About this exercise: Transcribe, word for word and with nothing extra, the line containing "Each instance of the metal" and each line that comes after it in the entries.

Raw data:
▬▬▬▬▬▬
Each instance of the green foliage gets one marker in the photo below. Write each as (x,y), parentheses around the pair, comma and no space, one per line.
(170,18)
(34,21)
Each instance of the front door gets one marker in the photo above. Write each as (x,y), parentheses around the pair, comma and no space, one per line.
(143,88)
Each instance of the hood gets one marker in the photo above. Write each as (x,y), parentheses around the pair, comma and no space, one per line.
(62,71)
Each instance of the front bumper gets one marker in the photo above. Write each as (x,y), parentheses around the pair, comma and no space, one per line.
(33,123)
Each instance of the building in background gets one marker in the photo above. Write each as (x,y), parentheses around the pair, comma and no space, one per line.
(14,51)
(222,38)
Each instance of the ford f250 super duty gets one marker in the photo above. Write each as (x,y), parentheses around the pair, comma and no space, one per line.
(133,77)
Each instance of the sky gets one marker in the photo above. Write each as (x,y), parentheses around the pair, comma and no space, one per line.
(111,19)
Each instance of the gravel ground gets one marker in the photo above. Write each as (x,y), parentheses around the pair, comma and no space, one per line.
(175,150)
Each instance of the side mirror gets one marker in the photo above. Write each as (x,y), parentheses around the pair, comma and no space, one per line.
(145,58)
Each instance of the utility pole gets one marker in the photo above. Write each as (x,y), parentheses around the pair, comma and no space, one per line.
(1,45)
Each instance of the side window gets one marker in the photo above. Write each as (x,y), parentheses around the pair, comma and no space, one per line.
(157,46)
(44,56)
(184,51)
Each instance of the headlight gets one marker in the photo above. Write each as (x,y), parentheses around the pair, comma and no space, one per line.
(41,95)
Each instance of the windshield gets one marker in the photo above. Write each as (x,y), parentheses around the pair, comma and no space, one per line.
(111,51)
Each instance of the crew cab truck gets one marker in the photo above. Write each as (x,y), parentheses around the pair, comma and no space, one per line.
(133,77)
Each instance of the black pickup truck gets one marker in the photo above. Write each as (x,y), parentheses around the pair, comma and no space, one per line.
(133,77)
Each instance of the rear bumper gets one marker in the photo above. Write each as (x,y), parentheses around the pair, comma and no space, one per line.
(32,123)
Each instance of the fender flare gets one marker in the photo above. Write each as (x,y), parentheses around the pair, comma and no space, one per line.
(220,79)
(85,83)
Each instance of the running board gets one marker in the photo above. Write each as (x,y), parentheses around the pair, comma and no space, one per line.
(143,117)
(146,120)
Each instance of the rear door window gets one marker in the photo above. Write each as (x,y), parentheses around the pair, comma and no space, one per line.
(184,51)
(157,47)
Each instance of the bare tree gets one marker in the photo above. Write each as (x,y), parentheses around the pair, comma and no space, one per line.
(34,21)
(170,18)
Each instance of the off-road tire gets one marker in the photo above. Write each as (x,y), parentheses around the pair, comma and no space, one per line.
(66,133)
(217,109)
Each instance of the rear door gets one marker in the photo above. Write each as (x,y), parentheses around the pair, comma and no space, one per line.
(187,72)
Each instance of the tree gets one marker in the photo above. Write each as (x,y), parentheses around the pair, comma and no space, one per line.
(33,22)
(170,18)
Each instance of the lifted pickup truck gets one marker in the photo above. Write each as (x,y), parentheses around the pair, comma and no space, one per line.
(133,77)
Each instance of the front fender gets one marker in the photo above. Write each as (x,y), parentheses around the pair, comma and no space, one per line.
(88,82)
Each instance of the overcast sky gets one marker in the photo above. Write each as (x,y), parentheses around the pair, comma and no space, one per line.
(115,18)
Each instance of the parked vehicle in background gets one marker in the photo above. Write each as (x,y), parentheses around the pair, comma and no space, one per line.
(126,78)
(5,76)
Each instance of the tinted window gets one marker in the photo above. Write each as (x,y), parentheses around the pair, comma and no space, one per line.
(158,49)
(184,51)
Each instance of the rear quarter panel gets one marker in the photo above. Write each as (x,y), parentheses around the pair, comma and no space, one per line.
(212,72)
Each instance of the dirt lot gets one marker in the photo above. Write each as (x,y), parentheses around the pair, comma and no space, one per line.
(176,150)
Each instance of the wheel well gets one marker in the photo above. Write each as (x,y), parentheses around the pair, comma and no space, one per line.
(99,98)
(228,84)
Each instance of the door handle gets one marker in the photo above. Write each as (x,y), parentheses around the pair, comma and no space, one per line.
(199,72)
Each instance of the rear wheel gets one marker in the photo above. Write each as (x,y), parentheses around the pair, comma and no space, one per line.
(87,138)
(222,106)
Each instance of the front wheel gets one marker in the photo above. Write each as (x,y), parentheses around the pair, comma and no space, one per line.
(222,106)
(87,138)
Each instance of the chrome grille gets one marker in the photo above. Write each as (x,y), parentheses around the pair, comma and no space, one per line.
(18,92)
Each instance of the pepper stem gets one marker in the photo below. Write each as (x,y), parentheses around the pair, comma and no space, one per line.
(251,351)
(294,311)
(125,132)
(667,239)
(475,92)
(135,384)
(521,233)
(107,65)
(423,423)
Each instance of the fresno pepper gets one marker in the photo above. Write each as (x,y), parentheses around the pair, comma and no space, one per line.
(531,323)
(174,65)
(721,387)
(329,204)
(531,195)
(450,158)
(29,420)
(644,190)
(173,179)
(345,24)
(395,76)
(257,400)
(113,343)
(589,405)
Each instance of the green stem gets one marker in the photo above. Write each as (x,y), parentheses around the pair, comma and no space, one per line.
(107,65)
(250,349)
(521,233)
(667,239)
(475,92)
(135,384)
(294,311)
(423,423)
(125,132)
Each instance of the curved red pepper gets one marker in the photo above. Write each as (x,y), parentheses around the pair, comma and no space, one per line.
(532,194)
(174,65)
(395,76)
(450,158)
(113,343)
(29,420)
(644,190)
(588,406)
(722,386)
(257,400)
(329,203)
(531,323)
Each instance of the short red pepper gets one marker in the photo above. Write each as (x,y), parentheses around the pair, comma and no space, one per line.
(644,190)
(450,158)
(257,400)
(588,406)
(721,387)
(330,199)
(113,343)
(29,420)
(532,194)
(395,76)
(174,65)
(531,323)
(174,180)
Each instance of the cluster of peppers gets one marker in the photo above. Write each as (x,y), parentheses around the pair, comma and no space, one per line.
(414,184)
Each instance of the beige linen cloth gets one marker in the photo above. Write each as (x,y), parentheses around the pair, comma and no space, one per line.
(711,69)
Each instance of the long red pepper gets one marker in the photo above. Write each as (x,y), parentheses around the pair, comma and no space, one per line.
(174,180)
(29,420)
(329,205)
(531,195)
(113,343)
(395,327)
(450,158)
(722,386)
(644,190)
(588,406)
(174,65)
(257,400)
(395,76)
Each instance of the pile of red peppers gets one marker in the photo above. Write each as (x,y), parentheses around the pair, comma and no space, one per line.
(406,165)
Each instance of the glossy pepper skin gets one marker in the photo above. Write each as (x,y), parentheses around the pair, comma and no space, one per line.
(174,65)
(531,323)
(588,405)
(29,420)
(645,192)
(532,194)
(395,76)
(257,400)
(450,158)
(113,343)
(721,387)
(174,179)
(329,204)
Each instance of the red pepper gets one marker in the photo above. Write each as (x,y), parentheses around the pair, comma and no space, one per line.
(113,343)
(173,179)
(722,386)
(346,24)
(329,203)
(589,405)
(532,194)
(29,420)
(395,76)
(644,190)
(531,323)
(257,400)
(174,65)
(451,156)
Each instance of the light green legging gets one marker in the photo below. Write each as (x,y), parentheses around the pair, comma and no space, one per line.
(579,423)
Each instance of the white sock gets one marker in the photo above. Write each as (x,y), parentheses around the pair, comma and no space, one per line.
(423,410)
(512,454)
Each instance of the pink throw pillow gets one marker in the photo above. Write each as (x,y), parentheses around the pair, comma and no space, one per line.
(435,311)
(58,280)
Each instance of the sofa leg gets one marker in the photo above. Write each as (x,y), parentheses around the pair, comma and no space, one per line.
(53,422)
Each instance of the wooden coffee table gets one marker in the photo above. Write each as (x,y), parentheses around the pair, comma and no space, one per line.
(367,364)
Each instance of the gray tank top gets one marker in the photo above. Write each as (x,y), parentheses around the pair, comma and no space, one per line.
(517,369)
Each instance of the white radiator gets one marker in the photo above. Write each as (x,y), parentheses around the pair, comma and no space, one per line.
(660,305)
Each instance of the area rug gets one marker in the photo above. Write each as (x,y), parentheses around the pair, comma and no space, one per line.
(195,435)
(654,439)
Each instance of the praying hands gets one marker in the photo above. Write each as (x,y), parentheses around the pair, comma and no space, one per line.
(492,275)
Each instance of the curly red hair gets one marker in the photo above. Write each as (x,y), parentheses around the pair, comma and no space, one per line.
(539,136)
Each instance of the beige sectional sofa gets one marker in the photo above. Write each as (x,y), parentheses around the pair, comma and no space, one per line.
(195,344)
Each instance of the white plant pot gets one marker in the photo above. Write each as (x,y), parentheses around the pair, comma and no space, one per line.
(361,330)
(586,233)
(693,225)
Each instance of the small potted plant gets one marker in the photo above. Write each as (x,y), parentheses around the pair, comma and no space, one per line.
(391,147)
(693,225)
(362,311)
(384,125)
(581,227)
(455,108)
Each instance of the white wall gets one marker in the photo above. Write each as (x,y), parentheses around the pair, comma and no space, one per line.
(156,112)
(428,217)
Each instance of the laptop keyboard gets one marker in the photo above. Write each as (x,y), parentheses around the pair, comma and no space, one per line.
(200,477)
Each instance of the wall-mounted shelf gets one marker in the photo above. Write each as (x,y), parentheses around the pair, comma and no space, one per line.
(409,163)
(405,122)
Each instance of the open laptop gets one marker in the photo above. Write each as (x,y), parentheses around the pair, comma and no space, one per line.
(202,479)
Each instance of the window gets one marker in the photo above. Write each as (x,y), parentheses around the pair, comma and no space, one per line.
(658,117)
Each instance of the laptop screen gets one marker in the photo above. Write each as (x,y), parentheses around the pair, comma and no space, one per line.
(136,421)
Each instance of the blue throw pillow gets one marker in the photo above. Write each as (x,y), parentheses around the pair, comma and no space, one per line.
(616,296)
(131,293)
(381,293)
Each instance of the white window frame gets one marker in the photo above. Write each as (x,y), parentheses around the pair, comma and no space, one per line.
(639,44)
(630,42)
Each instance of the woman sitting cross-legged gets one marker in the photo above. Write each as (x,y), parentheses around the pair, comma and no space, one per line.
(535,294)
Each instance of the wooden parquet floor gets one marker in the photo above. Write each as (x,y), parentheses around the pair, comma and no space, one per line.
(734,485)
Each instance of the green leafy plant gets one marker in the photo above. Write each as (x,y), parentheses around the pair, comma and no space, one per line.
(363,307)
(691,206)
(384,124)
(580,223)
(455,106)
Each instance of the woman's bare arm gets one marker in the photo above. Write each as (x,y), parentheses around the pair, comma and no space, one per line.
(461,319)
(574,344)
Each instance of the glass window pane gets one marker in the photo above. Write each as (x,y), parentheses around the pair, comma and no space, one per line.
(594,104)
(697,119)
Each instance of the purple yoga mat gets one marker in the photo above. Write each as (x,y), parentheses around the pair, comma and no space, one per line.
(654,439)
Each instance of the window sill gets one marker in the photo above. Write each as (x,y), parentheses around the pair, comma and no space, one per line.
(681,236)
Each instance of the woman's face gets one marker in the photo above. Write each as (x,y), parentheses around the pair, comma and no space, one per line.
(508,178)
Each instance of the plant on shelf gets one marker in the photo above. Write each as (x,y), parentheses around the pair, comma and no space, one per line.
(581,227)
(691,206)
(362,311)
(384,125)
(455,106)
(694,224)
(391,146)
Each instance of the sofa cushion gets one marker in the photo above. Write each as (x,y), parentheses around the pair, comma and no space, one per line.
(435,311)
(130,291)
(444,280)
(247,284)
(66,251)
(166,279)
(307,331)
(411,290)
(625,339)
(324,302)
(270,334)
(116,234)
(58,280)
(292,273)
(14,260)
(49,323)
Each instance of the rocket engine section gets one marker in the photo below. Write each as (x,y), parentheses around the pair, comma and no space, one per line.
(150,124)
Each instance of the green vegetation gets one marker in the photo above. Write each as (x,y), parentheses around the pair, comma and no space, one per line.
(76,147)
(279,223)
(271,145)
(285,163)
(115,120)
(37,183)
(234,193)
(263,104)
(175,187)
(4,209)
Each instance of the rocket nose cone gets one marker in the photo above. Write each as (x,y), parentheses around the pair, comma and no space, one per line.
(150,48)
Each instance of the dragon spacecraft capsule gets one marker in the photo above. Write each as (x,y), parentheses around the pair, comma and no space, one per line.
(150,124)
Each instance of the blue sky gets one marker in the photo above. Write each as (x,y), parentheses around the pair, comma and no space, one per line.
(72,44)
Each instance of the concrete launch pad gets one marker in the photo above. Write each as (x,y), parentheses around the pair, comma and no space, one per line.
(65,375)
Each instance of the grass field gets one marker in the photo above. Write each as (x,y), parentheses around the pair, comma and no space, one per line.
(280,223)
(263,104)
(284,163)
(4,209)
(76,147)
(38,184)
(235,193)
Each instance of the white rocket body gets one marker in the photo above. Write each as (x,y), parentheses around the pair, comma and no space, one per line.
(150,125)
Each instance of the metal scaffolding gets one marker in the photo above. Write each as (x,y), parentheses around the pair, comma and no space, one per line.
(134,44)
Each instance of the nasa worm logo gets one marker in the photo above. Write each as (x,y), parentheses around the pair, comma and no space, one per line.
▬▬▬▬▬▬
Exercise output:
Each instance of the metal scaffolding gets one marker in the photo above. Write each as (x,y), parentheses around the pair, comma and no space, one per line.
(134,44)
Each instance of the nasa worm logo gets one marker in the photo above. Write each as (x,y), parentheses around the pair, comma and no space, one per line.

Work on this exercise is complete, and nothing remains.